Tarefa escrita 1: Reproduza, sem alterações, as linhas dos registros abaixo, da linha que contém "Task: tag the green" até o fim dos registros, incluindo ambas as extremidades.

Fonte:
# # #

Cultura

Série ficcional “Notícias Populares” revela lado caótico do jornal do “bebê diabo”

Em entrevista exclusiva ao Giz Brasil, Marcelo Caetano, diretor da série, conta como foi trazer as histórias do NP dos anos 90 para o público de hoje
Imagem: Arthur Costa/Divulgação

Jacaré sequestrando criança. Uma gangue de palhaços. E até um bebê diabo! Todos foram temas essenciais para se fazer uma reportagem no jornal Notícias Populares, que circulou entre 1963 e 2001 em São Paulo.

Todas essas manchetes dão o tom da série de ficção e comédia “Notícias Populares” sobre o veículo de imprensa mais exagerado e sagaz dos loucos anos 90. A estreia é nesta sexta-feira (29), às 22h30, no Canal Brasil. 

A história com sete episódios vai mostrar a personagem Paloma (Luciana Paes), correspondente da Folha de S. Paulo, deixando Paris para comandar a redação do jornal mais popular da capital paulista: o Notícias Populares.

Só que a jornalista de formação erudita vai criar atritos com a linguagem coloquial que tornou o jornal conhecido – as notícias sobre o lado B (de boato?) das histórias.

“Notícias Populares” tem criação de André Barcinski – jornalista que trabalhou no NP – e de Marcelo Caetano (“Corpo Elétrico”), que também dirige a obra. O Giz Brasil conversou com Marcelo sobre a série. Veja abaixo.

“Jornal bota fogo nos olhos dos leitores”

Ao lado de Barcinski, Marcelo Caetano fez a série “Hit Parade” de 2021, também no Canal Brasil. Agora a série “Notícias Populares”, com produção do Canal Brasil e da Kuarup, chega como a vela do bolo das comemorações de 25 anos do canal com o caos que só o jornal poderia escrever. 

Aliás, segundo ele, a experiência de assistir à série é parecida com a de folhear o NP: com emoções que só as manchetes traziam aos leitores com os seus excessos.

“Ele era um jornal mais para o incendiário do que para organizar o olhar do leitor. O que me interessa nele é olhar para o Brasil dentro dessa incapacidade de você entender tudo e organizar tudo”, disse Marcelo Caetano.

Cena da série "Notícias Populares"

Arthur Costa/Divulgação

A era escolhida para mostrar o NP foi a última década de atividade do jornal. Mas os motivos são outros: o Notícias Populares passou por uma reestruturação na época – deixando o estilo “espreme que sai sangue” dos anos 70 – e a década soprava uma liberdade maior para assuntos após a ditadura.

“O jornal vai se posicionando com as mudanças dos tempos: ele começa a ter editoras mulheres no anos 90. E esperam que a questão do sexo e da nudez diminuam, mas é quando a coisa fica mais enlouquecida. É muito doido e contraditório se a gente para pra pensar no que o Brasil é”.

‘Jacaré leva criança e cineasta pensa na dança de Shiva’

Os episódios da série “Notícias Populares” serão lançados às sextas-feiras às 22h30 pelo Canal Brasil e ficam disponíveis no Globoplay + Canais.

# # #

Entradas de dados coletados:
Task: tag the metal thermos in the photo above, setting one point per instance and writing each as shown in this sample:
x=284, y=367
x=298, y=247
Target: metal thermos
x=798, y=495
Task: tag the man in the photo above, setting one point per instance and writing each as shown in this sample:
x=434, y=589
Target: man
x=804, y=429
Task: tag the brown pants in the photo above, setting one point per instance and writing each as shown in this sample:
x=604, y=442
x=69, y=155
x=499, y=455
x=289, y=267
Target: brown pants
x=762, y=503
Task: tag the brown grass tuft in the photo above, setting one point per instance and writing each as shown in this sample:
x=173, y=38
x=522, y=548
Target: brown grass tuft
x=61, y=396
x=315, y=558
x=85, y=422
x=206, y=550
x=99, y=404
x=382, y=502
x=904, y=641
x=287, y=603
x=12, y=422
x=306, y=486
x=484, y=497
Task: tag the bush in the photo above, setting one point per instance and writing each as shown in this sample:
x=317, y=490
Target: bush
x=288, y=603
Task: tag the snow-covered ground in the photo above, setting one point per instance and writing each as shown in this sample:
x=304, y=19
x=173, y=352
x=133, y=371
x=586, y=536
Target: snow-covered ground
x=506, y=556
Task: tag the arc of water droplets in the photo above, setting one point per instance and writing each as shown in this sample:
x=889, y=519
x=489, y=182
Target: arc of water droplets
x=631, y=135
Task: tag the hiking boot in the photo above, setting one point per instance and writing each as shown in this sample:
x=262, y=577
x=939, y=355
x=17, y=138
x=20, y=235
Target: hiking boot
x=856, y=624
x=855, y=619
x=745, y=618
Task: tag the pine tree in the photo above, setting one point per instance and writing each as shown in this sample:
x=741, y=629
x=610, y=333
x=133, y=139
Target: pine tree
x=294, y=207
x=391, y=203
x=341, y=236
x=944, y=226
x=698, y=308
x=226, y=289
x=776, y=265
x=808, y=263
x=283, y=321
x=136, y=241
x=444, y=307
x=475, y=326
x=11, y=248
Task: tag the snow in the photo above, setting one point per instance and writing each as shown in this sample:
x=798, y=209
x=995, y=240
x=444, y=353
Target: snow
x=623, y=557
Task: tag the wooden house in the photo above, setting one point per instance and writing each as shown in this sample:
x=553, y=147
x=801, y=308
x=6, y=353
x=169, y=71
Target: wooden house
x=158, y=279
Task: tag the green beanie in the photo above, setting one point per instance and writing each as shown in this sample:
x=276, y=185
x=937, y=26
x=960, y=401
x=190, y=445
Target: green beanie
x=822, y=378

# # #

Tarefa escrita 2: Segundo a reportagem sobre a série "Notícias Populares", quantos episódios tem a história?

Resposta completa 1:
Task: tag the green beanie in the photo above, setting one point per instance and writing each as shown in this sample:
x=276, y=185
x=937, y=26
x=960, y=401
x=190, y=445
Target: green beanie
x=822, y=378

Resposta completa 2: Sete episódios.